**Written problem**. Say whether each statement agrees with the blog post about testing a non-stick pan, giving yes or no and quoting the words of the post that decide it. 1. The pan sent for testing was a 20cm saute pan. 2. The writer accepts most of the invitations received. 3. The first attempt at falafel was good to eat.

**Excerpt**.
══════

Pan Handled

There are perks to doing this blog. Some will argue morality and such like, while I think my stance on such matters is well documented elsewhere here. Basically though, I like the perks. Hell, when one of your hobbies is pretty much the same as what you do for a living, you come to feel you deserve the occasional perk. Saying that, I don't accept most of the invitations I receive but, every now and again, somebody makes you an offer you simply can't refuse.  

A few weeks ago, Le Creuset e mailed me asking if I'd like to test drive one of their new "toughened non-stick" pans. The timing couldn't have been better. We're in the process of replacing a lot of cookware - much of it being wedding presents that thus date back to 1996 and have suffered 18 years of regular use - and, thanks to a moment of abject idiocy from yours truly (alright, yes, another moment of regular abject idiocy), proper non-stick had a lot of appeal. If you've never tried scrubbing a milk pan that's been put back on a hob that's still on, I really wouldn't recommend it. That skin that forms? That looks so delicate? Yeah, that moulds to the crevices of a pan and becomes about as hard to get through as Kevlar. Hell for all I know that could be how they make Kevlar... 

And so, a few days later, a lovely shiny, 20cm saute pan arrived with the instruction to put it through its paces. So I did. I took to the project with rare zeal or, more accurately, the zeal of a man who's generally only allowed down to the allotment to destroy things. Burning stuff? Breaking things? I'm good at those. 

The pan appeared a worthy opponent. It's satisfyingly hefty and as well made as you'd expect from Le Creuset plus the sturdy metal handle means it can be used from hob to oven and grill and back again. 

After treating the inside as per the instructions - a little conditioning with vegetable oil - it was time to attack. In a manner of speaking. At this point, it basically looked like this: spotless, oddly threatening and solid. 

The first project was a gentle one as, actually it was time for breakfast, so let's see how it would fare as a cooking utensil. Not so surprisingly, it worked superbly, conducting heat evenly and quickly, and crisping bacon up a treat. I left it  to cool - as per the instructions - dumped it in the sink, gave it a wipe around and, in the space of about five seconds it went from crusted with fat to, basically, looking like this: 

Next up was barbecue sauce. Molasses. Fried things. Sugar. That'll show it who's boss. We'll come to that particular sauce in a future post. With the liquid decanted, the pan was a mess of melted syrupy things... and some five seconds later, it looked like this: 

You can probably tell where this is going. As with the Swiss Diamond post of last year it's clear that non-stick surfaces have come a long way since the days of scientists with big foreheads. They're now pretty much the culinary equivalent of Tonka Toys

For another imminent post - a look at Sharon Salloum's Syrian cookbook Almond Bar - I had my first attempt at making falafel. While this made for a very appealing Instagram moment

it was damned near inedible, hence this first attempt was followed 24 hours by my second attempt, but that's not important right now. What is important is that for this recipe, the Le Creuset became a deep fat frier...

══════

**Raw records**.
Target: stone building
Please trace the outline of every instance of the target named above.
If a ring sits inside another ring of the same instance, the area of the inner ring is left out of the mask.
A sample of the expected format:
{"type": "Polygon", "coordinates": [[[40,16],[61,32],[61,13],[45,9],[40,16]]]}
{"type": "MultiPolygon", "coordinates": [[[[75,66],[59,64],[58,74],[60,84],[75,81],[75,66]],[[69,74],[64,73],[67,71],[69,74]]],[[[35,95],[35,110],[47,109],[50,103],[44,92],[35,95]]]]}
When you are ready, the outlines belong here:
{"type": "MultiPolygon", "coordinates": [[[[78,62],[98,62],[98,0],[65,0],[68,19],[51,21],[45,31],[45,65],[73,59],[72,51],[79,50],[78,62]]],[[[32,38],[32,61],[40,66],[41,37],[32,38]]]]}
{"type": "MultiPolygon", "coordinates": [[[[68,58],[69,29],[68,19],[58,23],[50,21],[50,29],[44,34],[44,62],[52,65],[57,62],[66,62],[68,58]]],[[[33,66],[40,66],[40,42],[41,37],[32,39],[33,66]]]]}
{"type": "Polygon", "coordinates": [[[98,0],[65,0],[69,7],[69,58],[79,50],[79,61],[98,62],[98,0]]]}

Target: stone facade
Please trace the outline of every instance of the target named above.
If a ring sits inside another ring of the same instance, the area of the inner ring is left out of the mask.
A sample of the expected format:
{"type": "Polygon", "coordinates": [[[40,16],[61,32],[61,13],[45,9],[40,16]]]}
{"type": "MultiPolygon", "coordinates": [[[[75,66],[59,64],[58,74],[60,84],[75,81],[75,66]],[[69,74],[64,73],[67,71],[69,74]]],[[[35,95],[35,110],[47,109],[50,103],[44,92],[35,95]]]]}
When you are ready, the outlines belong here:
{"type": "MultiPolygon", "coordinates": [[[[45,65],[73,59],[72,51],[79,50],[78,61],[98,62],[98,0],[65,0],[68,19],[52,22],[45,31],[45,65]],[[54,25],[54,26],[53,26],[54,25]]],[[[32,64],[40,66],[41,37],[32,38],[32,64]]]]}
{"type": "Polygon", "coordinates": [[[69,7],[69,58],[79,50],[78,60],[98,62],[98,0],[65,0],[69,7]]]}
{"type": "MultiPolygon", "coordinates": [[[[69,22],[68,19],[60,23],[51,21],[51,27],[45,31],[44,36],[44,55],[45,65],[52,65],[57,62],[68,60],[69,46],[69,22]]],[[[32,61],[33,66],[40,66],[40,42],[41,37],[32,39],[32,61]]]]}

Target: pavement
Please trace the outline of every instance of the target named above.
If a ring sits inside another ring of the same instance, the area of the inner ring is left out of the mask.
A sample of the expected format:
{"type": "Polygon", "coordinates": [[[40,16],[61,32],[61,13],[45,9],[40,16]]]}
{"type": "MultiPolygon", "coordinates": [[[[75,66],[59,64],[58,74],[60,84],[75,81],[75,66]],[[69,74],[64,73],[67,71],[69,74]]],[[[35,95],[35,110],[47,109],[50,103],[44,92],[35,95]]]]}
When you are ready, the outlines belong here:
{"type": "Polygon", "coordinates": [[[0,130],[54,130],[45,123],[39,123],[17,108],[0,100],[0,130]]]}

══════

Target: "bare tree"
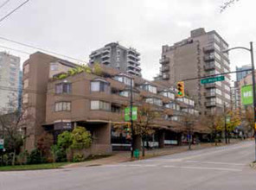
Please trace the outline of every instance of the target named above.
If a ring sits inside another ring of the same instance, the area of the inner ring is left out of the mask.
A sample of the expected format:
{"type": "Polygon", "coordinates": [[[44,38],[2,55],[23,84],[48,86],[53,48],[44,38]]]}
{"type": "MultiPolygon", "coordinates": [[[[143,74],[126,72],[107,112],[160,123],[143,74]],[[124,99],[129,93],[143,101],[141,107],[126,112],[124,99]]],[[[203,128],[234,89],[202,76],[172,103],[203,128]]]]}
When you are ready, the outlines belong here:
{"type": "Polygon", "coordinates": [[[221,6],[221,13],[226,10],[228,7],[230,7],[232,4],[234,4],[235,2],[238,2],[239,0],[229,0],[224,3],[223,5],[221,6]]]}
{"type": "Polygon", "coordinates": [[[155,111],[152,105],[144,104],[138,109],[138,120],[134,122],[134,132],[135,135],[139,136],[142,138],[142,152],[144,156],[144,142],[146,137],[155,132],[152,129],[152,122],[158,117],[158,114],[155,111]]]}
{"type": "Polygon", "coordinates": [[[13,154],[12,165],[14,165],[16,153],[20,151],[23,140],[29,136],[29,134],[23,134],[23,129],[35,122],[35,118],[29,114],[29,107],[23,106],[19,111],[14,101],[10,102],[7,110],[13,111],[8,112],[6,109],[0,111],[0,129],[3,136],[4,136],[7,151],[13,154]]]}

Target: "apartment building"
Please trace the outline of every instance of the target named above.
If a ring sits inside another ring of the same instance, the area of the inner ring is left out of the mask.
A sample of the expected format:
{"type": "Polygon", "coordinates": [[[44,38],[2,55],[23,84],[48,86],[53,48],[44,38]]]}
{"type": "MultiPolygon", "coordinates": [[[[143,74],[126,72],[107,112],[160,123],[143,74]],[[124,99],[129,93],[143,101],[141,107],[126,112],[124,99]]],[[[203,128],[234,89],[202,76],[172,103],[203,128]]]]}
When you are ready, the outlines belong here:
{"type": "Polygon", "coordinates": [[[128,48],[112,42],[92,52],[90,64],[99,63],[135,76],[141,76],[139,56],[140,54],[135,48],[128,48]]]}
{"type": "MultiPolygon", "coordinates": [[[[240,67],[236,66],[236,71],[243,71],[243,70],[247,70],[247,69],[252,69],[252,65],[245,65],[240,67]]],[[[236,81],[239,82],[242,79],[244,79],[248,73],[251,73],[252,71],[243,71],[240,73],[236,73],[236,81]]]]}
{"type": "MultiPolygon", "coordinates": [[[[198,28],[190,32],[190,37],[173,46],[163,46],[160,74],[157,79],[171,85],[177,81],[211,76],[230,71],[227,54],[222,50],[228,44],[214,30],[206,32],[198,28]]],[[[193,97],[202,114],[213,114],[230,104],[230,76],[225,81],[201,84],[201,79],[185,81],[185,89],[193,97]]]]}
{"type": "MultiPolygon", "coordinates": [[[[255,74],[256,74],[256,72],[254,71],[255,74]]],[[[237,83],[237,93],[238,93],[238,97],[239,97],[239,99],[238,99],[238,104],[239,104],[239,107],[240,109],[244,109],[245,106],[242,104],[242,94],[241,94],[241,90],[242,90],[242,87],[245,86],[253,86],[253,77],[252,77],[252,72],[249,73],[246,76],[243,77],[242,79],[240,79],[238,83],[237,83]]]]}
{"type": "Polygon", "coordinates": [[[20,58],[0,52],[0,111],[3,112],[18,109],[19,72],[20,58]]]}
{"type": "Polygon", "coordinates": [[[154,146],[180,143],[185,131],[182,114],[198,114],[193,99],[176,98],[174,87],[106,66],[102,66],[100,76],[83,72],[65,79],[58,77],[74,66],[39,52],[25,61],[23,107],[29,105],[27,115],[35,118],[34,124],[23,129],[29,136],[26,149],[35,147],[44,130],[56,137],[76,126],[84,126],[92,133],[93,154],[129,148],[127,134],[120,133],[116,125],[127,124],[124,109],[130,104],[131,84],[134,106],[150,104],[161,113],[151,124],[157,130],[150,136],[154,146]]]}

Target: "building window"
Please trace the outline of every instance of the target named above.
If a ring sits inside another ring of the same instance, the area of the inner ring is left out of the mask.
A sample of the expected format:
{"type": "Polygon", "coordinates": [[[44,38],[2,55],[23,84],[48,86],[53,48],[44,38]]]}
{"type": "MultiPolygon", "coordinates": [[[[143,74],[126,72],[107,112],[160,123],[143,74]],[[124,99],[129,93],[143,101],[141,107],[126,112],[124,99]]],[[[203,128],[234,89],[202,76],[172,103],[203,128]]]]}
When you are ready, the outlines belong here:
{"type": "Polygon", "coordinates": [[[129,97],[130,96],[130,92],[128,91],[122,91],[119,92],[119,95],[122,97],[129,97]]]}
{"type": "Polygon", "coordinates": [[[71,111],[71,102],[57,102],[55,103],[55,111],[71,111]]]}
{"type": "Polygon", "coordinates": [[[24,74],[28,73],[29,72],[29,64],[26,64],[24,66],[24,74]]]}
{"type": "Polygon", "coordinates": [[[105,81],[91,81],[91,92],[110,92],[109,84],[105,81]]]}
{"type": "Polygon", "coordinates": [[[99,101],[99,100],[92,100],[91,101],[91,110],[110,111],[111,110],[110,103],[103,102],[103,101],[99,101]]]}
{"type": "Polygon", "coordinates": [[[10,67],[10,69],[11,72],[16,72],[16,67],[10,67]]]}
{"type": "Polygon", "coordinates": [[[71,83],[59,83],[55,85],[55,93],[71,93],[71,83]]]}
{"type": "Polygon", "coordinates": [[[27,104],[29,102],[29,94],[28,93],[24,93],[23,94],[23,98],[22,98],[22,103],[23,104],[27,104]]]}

══════

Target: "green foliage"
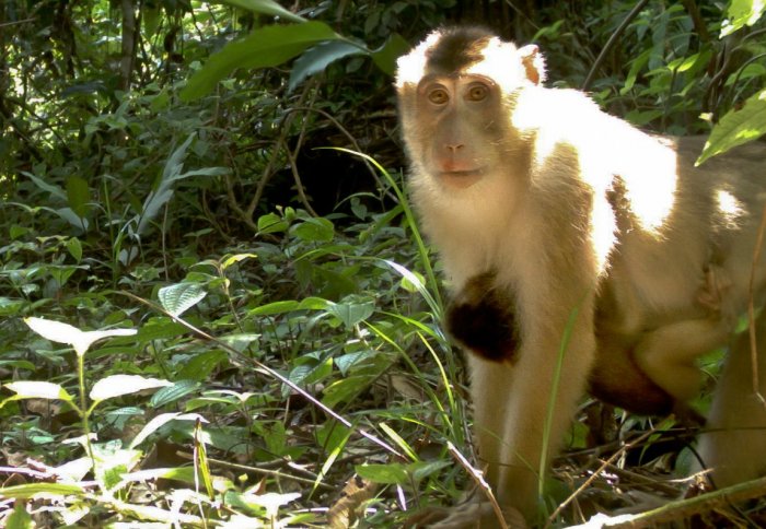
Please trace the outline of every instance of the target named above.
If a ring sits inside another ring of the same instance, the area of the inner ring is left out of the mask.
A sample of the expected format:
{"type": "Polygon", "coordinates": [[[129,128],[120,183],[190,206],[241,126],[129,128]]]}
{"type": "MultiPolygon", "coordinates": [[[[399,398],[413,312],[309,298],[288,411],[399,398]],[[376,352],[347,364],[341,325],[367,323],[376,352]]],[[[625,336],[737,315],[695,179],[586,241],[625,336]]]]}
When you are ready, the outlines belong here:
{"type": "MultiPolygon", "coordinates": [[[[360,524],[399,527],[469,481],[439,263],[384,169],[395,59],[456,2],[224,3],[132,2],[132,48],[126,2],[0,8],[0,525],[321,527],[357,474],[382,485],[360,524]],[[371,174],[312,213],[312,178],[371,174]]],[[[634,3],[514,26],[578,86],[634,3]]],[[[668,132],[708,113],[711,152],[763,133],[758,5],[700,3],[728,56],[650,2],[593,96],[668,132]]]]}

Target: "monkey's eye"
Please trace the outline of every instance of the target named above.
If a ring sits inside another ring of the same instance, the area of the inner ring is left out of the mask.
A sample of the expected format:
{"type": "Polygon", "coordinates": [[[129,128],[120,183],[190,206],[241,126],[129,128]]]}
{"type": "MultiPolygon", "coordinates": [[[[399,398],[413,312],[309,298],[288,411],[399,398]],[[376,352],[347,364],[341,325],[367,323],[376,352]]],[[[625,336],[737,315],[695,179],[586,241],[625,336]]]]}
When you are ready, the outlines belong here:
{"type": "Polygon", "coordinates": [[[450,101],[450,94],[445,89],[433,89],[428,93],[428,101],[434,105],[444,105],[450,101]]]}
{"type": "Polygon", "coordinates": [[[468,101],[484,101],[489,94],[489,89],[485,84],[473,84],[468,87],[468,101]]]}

══════

**Written solution**.
1. Yes: "a lovely shiny, 20cm saute pan arrived"
2. No: "I don't accept most of the invitations I receive"
3. No: "it was damned near inedible"